* **Stated goal**: Would you restate, exactly as they appear, the lines from the one containing "Drop one point on every instance of the man" through the end of the data below?

* **Input material**:
☆ ☆ ☆ ☆ ☆

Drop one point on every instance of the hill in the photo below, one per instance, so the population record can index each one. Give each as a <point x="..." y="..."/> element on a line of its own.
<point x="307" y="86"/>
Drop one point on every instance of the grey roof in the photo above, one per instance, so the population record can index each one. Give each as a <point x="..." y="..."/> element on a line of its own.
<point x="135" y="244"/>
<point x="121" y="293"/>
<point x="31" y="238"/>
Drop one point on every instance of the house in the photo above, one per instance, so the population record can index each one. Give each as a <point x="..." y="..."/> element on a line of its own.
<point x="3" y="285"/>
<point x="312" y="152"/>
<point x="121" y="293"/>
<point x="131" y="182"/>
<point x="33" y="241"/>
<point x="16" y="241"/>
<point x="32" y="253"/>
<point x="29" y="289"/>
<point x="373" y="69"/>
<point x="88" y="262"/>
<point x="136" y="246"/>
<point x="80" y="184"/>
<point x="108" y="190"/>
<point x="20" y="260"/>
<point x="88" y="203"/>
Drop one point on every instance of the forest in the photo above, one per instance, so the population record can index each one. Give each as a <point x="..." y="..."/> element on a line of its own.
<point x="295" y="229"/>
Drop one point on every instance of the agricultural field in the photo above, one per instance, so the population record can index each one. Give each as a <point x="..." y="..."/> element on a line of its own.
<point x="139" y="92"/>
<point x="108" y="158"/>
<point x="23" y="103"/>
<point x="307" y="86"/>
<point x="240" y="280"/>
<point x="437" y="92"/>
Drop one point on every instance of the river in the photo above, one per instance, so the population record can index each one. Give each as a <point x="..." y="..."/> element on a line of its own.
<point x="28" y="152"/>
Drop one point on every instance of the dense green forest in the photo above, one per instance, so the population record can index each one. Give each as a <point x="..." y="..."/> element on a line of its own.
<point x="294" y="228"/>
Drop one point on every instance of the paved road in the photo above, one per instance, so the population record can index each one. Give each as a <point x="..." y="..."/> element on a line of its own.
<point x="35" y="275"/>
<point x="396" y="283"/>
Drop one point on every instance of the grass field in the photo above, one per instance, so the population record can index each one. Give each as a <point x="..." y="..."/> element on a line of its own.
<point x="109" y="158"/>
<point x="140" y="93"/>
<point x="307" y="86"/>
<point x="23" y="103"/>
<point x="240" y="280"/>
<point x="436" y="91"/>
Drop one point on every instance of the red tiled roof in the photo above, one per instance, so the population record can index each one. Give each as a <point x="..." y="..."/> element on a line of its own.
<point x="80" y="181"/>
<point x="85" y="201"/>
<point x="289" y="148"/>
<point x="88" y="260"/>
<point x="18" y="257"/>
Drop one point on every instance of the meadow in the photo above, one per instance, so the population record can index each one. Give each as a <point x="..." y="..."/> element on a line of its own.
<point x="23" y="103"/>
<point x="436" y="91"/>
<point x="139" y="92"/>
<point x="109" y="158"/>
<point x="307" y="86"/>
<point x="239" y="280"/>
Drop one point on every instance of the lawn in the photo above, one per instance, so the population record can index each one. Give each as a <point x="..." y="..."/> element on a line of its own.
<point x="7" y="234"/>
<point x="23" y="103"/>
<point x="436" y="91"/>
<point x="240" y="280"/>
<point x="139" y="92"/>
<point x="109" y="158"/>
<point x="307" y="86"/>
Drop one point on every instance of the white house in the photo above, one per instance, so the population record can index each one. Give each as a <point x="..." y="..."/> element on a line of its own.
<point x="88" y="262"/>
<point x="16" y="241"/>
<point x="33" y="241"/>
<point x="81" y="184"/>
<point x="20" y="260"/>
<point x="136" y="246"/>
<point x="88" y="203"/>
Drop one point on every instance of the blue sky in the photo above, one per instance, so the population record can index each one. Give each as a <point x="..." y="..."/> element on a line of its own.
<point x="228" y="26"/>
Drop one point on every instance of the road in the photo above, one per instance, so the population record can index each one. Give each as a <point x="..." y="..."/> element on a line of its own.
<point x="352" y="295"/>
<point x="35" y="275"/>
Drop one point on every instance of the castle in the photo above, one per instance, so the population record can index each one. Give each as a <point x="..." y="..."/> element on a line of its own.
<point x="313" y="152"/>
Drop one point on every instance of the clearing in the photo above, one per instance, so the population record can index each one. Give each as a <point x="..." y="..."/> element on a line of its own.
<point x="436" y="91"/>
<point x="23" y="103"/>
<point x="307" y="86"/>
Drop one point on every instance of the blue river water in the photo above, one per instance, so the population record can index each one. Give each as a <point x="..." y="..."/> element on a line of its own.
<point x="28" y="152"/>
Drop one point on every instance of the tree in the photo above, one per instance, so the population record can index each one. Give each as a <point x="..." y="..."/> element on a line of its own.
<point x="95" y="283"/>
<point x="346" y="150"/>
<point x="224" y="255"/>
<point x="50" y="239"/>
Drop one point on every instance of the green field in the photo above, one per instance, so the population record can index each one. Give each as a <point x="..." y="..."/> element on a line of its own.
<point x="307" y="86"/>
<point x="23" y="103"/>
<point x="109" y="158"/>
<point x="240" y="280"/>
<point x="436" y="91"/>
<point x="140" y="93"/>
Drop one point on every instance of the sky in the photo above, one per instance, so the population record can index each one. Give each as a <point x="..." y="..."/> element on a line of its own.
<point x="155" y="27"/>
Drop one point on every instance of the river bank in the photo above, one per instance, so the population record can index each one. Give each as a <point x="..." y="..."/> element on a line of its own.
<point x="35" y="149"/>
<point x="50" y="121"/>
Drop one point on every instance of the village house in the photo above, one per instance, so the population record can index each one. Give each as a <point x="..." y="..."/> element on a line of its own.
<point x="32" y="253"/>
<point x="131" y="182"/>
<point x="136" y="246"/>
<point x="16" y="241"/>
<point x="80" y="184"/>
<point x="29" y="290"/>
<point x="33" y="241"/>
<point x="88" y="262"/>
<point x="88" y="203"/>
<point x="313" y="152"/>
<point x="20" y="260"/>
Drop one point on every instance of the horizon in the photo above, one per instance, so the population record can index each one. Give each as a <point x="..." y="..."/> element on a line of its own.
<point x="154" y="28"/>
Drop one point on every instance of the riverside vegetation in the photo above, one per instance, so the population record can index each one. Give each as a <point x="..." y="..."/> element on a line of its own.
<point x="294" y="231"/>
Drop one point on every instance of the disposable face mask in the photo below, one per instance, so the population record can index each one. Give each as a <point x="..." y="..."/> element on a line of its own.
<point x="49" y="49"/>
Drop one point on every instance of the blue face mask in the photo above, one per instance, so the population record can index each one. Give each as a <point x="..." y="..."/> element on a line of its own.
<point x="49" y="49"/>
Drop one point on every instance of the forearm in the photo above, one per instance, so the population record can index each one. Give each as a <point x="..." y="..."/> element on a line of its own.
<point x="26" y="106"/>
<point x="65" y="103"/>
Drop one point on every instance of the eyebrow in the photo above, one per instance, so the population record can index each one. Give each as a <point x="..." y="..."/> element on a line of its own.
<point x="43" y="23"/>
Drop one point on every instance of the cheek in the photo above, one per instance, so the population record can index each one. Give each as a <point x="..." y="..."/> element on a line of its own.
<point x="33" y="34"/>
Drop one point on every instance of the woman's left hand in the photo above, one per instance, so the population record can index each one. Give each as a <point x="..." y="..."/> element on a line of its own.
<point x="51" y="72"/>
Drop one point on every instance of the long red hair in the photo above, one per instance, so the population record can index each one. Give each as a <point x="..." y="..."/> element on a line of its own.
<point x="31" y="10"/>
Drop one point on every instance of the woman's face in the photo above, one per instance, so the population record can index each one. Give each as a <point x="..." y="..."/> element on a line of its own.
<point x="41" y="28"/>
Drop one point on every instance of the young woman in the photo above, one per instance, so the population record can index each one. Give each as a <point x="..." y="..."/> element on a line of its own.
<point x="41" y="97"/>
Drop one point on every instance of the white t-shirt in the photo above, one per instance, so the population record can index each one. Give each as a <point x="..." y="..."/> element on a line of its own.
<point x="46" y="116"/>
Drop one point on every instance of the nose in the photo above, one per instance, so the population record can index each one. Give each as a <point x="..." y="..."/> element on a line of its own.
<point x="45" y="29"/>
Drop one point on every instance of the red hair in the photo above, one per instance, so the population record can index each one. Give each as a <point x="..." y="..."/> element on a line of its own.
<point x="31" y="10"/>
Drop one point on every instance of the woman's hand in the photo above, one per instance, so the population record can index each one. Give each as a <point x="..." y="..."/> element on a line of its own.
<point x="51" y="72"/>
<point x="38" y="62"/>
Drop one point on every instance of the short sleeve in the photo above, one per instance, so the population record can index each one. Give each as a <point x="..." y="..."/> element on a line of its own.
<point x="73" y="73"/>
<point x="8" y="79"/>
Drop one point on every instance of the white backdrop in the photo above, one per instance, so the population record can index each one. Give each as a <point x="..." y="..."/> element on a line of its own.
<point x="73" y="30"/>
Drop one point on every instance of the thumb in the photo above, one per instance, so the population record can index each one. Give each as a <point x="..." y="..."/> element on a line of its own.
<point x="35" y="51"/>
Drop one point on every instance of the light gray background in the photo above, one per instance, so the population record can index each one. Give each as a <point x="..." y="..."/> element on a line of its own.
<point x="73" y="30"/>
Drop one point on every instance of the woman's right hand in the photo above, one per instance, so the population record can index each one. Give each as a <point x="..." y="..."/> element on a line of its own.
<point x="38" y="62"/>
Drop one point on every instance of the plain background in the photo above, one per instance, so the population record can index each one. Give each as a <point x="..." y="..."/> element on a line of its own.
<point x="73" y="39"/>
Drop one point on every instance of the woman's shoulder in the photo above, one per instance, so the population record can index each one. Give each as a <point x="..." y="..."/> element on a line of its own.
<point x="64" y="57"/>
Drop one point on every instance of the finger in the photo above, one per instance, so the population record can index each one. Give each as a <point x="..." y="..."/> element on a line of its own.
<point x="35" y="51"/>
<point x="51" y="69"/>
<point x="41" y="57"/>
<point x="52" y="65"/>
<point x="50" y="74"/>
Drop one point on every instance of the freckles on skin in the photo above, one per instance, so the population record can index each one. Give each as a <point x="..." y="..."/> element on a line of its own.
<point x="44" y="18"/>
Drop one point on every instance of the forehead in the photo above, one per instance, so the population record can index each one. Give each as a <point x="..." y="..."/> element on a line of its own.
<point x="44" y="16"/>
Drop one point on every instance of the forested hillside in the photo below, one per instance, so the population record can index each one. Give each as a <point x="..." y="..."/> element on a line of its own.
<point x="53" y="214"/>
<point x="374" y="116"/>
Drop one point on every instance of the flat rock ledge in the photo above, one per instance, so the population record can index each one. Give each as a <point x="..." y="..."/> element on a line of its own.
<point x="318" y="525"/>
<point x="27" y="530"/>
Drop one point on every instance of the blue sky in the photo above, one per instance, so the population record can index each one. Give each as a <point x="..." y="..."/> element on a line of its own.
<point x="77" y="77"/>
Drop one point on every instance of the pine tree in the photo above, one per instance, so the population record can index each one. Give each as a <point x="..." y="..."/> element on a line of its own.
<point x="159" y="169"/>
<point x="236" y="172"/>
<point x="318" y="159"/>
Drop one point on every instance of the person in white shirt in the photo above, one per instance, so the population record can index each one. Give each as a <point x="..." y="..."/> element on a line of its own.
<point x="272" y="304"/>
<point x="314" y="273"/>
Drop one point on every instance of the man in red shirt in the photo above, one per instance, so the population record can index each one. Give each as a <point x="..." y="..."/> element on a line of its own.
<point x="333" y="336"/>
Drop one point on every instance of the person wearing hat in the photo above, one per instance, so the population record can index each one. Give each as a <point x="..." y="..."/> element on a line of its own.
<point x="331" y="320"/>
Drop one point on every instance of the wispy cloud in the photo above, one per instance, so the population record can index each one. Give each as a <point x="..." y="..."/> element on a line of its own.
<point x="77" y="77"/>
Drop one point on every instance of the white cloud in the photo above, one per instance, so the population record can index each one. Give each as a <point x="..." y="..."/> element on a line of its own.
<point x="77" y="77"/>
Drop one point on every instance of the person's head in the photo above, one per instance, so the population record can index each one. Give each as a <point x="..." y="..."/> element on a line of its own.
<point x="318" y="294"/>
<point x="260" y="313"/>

☆ ☆ ☆ ☆ ☆

* **Completed exercise**:
Drop one point on every instance of the man in red shirt in the photo above, one per instance, so the population record can index each one. Give each as a <point x="..." y="..."/> element on a line of its own.
<point x="333" y="336"/>
Drop one point on every instance of the person wearing hat in the photo above, one per instance, so the population record can index each one. Give each as a <point x="..." y="..."/> element on a line of its own.
<point x="331" y="320"/>
Drop one point on every instance of the wispy cloud in the photo above, one per instance, so the population record can index each one. Give each as a <point x="..." y="..."/> element on a line of its own.
<point x="77" y="77"/>
Drop one point on every instance of the white cloud in the photo above, one per instance, so the population record can index each one. Give each as a <point x="..." y="..."/> element on a line of its own.
<point x="77" y="77"/>
Drop one point on every instance of the person's head in the photo above, one per instance, so the population record can index each one. Give each as a <point x="..." y="..."/> element on a line of its own.
<point x="318" y="294"/>
<point x="260" y="313"/>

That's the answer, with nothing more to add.